> _ASSIGNMENT_
Go through the records below and count every line containing "comma". Reply with the count alone.

[Items from a data source]
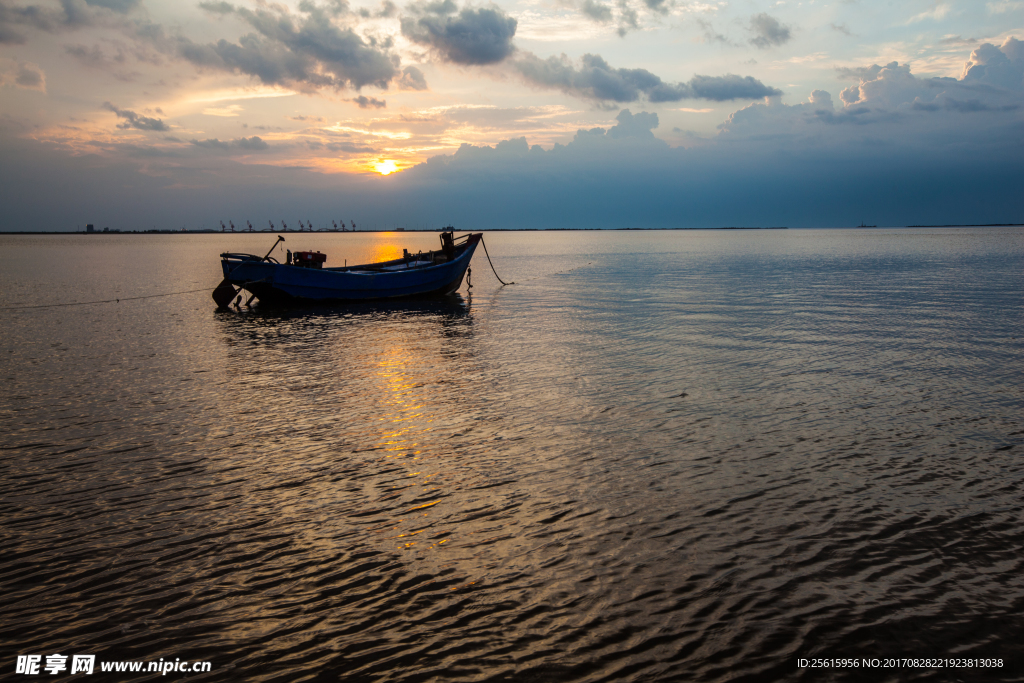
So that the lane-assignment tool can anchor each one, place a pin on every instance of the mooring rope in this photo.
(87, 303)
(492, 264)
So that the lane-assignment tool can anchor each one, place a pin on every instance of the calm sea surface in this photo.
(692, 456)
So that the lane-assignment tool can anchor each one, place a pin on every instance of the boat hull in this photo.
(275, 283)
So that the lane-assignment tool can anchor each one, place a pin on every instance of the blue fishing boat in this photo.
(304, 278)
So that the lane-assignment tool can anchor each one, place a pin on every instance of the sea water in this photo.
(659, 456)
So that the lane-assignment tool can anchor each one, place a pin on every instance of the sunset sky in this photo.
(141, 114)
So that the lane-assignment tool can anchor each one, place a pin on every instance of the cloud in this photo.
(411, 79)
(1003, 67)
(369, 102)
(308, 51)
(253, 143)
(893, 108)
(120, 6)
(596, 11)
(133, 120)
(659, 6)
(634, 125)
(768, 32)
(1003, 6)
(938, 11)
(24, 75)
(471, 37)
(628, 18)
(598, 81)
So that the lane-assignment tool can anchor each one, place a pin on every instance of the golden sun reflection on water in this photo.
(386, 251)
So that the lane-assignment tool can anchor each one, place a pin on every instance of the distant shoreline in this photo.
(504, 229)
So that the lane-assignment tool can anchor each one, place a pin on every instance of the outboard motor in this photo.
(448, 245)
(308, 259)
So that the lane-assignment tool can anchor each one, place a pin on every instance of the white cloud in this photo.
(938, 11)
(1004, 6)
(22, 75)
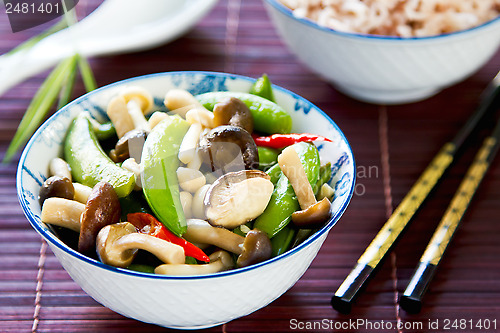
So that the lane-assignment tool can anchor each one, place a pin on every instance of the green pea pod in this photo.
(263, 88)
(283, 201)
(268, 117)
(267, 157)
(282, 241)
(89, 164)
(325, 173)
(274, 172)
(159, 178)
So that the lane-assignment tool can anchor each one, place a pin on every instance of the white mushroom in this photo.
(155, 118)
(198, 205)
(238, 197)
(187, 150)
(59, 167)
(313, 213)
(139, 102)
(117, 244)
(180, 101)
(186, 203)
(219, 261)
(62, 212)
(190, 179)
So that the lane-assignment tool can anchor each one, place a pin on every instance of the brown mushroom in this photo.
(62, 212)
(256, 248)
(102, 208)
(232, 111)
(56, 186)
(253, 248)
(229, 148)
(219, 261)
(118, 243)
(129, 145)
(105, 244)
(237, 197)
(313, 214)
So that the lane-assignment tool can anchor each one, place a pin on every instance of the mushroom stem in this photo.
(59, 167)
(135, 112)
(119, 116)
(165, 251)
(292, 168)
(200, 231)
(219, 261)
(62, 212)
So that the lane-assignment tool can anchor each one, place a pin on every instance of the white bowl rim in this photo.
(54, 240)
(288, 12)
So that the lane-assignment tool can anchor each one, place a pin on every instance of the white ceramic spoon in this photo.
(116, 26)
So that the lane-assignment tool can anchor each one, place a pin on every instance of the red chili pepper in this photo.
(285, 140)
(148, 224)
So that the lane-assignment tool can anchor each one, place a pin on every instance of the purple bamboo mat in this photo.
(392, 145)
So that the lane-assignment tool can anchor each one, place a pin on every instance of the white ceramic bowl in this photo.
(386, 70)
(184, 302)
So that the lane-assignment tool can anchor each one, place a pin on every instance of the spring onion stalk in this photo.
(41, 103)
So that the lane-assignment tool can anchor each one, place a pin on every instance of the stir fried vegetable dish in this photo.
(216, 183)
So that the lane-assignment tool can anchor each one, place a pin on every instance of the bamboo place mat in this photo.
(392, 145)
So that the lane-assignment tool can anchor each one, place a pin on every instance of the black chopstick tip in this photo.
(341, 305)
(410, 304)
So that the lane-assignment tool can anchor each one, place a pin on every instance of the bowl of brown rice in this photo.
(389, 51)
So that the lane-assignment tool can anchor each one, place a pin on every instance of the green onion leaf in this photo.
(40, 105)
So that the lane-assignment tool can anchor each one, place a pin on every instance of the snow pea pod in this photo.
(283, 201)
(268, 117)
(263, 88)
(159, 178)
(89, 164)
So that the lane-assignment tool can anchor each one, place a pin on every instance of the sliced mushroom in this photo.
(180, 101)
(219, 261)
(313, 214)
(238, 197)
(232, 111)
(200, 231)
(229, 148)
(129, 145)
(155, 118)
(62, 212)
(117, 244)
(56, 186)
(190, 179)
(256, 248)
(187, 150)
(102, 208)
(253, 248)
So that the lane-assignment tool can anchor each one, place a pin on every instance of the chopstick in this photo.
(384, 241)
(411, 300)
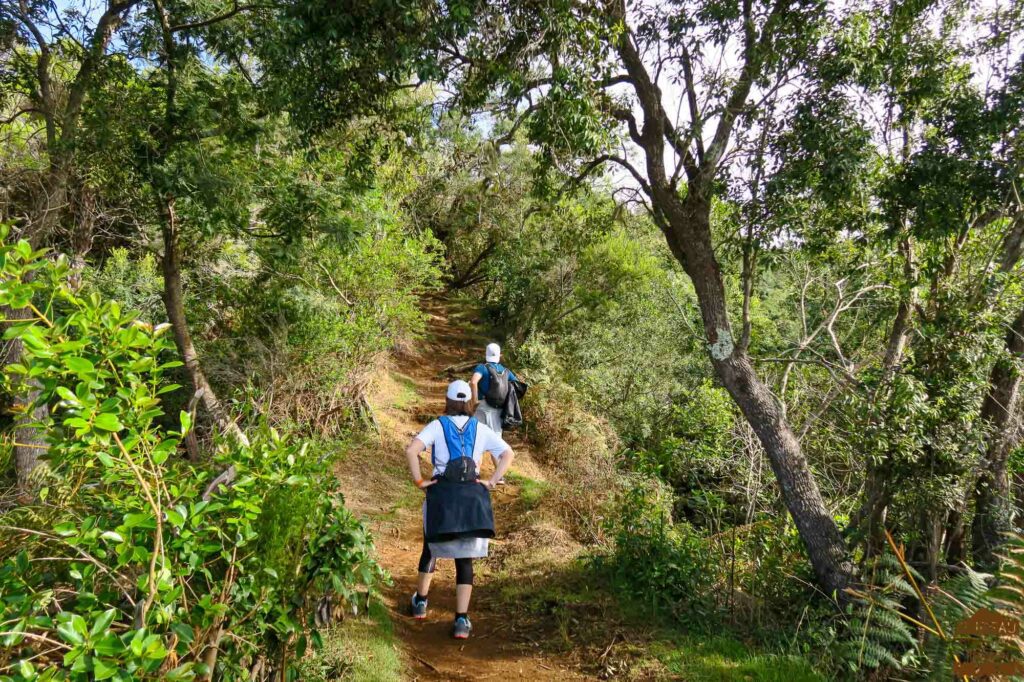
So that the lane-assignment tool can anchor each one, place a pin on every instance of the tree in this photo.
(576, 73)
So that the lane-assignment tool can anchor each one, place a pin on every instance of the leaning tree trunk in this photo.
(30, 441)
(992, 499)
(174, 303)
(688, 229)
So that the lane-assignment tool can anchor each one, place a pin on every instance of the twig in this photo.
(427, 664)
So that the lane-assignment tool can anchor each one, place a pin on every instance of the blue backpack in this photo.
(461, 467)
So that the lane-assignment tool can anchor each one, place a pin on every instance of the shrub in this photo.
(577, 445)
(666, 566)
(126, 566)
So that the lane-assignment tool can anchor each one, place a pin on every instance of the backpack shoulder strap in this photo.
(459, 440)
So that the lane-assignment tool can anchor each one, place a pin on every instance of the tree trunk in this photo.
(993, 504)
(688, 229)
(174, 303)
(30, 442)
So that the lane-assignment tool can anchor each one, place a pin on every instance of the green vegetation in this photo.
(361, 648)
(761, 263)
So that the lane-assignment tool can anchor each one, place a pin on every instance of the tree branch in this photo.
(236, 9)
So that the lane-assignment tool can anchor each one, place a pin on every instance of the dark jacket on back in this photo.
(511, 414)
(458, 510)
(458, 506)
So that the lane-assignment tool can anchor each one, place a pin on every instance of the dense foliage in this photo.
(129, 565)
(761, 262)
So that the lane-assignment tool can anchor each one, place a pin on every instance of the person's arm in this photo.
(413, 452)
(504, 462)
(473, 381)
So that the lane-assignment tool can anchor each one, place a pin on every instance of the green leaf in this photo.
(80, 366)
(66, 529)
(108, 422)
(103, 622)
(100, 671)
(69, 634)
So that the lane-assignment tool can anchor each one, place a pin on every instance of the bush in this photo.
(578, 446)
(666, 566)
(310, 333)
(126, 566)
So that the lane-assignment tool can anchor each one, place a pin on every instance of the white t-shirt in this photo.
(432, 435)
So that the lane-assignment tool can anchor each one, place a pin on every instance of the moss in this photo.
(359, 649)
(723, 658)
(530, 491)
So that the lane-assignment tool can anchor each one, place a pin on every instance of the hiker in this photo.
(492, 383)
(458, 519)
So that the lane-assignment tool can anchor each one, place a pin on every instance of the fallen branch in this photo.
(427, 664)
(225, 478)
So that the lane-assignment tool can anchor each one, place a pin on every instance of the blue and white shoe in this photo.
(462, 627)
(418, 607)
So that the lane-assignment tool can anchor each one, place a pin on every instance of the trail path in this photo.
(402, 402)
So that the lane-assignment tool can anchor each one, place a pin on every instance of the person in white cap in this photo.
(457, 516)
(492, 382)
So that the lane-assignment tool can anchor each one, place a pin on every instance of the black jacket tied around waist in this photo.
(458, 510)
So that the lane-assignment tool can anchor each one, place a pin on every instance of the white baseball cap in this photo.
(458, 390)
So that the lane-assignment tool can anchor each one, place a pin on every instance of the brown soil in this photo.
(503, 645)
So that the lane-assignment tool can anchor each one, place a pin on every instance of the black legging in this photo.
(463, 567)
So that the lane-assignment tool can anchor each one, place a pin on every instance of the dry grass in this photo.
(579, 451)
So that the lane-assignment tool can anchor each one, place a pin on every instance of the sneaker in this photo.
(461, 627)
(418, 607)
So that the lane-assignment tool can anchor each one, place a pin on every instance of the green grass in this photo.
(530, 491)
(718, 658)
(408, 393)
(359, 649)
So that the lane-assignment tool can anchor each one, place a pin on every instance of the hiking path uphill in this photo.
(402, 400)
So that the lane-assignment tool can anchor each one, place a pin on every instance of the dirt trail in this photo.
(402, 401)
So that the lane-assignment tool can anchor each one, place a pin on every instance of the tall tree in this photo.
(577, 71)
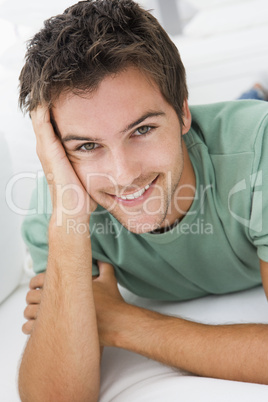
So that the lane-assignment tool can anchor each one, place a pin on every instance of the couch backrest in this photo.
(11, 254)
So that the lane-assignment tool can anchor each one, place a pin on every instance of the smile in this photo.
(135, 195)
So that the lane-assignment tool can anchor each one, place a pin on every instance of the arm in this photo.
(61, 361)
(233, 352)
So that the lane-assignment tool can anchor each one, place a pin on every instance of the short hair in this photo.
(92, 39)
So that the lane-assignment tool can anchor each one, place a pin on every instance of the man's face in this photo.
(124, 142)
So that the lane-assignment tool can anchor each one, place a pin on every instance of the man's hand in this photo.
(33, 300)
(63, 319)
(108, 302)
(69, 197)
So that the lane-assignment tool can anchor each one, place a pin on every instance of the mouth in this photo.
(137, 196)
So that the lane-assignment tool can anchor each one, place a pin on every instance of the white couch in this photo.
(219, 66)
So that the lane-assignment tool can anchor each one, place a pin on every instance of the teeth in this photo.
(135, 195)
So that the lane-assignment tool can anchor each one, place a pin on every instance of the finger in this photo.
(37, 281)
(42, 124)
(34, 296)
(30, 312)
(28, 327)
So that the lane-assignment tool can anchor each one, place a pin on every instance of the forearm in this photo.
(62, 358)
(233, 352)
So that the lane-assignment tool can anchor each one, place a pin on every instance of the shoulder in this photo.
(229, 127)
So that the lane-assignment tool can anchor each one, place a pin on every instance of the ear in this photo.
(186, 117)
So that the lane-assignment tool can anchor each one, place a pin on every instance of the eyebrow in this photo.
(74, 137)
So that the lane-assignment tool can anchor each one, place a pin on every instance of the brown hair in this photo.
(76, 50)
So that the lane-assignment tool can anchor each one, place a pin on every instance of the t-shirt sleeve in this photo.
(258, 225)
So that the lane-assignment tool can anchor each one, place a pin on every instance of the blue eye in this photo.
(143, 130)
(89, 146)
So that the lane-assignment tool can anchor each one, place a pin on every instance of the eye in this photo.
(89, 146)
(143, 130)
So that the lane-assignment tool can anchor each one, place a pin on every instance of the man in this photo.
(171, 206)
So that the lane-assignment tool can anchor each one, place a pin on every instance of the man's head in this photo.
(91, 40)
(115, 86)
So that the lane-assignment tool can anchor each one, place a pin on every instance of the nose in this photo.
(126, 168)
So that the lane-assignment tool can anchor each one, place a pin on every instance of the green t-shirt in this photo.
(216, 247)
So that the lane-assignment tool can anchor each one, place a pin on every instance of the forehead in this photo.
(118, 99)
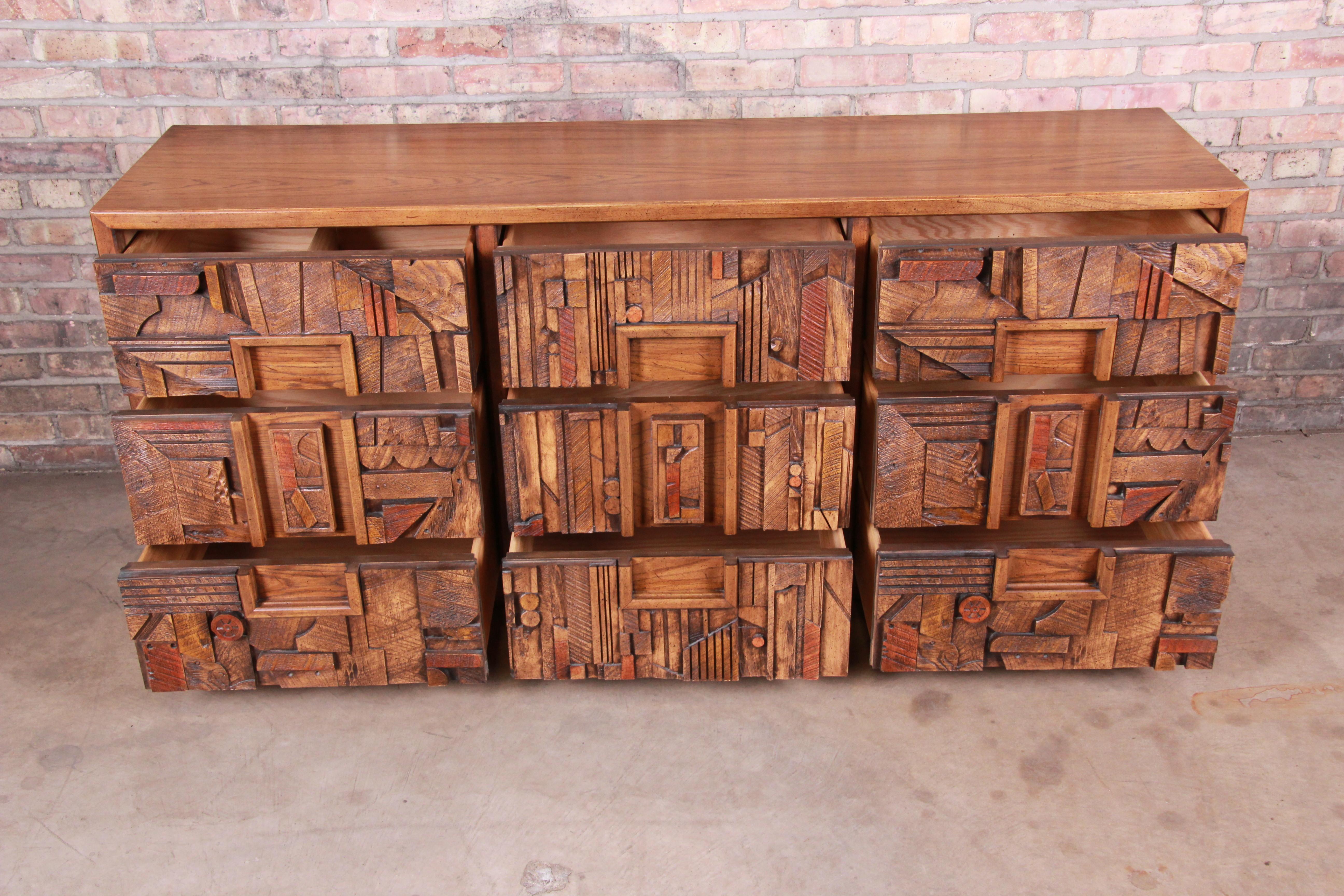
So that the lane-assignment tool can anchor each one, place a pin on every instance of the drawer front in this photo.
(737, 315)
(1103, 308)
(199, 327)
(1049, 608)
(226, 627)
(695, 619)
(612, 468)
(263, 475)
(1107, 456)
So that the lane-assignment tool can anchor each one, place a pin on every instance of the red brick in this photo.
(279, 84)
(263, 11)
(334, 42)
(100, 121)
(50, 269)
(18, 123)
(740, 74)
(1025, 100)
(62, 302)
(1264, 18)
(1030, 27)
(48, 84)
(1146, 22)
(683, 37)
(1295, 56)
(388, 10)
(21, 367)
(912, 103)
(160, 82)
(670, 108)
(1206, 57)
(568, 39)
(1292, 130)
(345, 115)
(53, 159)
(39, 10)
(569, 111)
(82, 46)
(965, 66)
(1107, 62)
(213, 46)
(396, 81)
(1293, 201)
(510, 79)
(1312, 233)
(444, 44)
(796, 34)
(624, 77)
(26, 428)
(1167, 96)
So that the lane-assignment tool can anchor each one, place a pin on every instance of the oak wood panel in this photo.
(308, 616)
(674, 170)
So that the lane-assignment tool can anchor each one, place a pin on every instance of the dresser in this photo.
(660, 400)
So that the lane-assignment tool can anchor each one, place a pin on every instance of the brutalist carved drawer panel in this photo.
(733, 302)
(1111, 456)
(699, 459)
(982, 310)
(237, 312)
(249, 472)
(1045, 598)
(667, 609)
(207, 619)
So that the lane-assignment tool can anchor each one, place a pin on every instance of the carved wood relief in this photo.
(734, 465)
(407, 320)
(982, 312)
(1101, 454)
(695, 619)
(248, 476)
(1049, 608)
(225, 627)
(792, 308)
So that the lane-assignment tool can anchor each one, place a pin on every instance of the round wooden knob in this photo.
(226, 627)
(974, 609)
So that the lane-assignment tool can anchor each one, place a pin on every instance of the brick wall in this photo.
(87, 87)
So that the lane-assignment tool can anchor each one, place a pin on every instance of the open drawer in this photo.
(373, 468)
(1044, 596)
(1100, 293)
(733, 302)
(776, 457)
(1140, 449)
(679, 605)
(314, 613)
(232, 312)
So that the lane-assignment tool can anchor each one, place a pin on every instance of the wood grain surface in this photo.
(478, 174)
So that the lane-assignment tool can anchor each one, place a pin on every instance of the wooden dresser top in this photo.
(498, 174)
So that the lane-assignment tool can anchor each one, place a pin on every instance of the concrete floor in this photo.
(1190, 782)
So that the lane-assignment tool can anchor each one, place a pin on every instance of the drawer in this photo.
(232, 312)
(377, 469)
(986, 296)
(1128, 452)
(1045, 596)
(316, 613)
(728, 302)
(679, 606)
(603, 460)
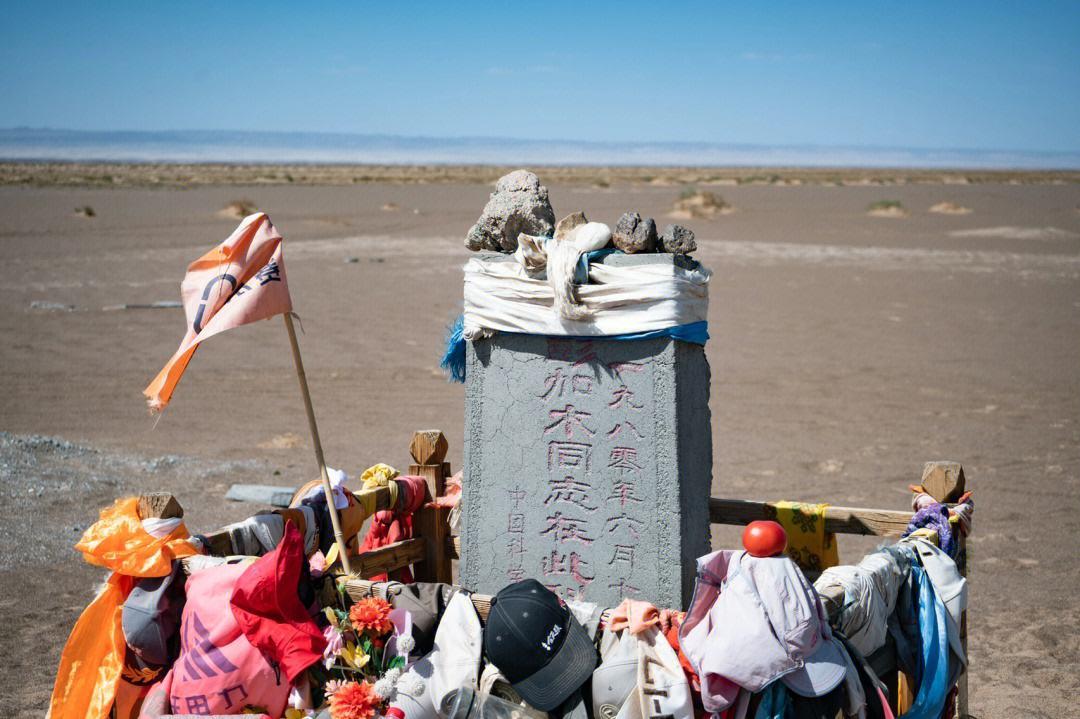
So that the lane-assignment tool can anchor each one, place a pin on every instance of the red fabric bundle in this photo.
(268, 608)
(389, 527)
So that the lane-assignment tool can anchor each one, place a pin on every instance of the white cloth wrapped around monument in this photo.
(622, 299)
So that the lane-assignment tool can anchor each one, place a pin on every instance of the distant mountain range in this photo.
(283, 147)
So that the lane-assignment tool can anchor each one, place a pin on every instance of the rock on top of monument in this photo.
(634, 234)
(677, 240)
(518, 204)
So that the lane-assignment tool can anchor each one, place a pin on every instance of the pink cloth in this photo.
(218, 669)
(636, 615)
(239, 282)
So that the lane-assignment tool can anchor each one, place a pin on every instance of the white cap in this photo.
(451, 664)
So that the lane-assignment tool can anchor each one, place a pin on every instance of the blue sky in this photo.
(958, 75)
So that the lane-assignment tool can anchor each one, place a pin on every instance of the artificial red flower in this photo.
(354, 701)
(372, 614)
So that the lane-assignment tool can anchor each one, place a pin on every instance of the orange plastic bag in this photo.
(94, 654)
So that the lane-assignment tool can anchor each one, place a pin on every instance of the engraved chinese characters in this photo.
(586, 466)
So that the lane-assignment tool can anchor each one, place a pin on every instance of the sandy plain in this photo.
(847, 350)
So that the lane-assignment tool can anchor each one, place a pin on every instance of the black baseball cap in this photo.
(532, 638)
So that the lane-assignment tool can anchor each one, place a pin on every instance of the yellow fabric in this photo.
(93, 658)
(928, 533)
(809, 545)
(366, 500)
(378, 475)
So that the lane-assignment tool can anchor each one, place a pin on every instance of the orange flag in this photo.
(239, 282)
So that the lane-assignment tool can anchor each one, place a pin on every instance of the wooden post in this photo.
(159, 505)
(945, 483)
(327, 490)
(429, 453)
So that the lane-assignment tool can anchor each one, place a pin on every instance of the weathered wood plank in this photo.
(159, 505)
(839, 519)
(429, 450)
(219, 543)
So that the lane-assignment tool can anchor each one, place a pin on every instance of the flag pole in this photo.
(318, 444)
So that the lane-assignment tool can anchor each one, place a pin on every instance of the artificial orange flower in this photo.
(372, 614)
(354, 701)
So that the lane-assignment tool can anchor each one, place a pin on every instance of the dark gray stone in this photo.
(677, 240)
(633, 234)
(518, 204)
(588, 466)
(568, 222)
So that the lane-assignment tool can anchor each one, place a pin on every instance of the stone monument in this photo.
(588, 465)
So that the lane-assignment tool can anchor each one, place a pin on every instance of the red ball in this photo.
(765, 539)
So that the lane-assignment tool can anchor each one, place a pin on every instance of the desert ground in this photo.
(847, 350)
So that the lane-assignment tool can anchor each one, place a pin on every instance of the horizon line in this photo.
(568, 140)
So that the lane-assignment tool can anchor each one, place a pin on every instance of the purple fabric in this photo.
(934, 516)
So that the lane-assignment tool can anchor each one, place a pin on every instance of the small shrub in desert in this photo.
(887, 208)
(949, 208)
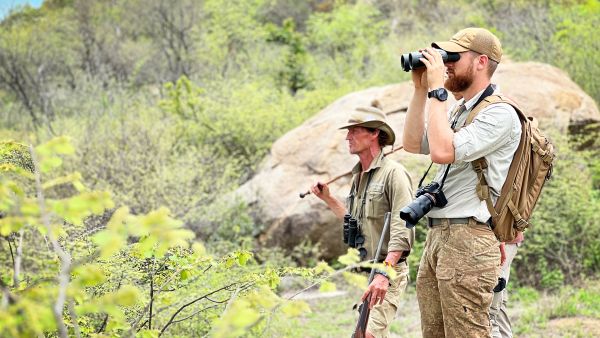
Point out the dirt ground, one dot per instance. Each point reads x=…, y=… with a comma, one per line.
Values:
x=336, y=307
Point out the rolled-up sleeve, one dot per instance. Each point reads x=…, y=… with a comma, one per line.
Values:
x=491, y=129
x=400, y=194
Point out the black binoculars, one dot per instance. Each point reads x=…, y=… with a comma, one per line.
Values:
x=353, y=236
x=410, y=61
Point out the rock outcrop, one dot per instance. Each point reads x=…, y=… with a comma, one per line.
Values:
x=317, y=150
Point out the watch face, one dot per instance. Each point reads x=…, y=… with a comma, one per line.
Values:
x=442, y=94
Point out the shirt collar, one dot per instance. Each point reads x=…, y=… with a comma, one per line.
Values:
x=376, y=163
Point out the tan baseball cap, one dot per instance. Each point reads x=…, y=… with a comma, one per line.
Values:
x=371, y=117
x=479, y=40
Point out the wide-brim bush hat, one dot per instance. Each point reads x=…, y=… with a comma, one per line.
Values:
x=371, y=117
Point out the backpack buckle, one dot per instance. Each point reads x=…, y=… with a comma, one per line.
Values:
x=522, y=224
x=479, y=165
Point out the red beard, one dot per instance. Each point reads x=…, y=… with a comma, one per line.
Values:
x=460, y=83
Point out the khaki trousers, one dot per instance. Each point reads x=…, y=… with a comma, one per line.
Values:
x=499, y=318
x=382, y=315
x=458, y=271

> _ANSWER TO THE EXERCISE_
11